> **About this exercise**
Pull every line that includes the word "window" out of the data below and copy it.

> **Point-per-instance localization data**
* * *
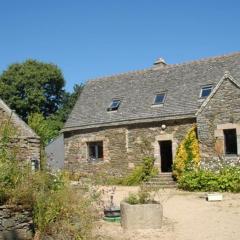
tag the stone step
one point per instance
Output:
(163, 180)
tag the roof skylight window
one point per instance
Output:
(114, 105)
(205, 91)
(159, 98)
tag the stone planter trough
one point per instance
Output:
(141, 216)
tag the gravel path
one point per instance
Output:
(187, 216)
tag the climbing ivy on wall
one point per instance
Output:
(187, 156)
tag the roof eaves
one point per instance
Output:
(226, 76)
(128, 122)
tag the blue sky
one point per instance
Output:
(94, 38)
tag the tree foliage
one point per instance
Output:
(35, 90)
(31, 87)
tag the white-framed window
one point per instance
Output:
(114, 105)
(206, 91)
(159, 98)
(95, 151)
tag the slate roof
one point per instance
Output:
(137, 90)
* * *
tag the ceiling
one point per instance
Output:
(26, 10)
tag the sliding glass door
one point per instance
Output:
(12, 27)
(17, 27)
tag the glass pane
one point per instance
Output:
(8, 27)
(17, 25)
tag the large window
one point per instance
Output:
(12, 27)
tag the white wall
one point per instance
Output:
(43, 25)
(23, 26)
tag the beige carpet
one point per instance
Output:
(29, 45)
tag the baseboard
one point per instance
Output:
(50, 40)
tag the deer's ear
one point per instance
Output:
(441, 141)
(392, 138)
* * *
> **Answer to this task**
tag the roof skylight window
tag the white-framed window
tag the large window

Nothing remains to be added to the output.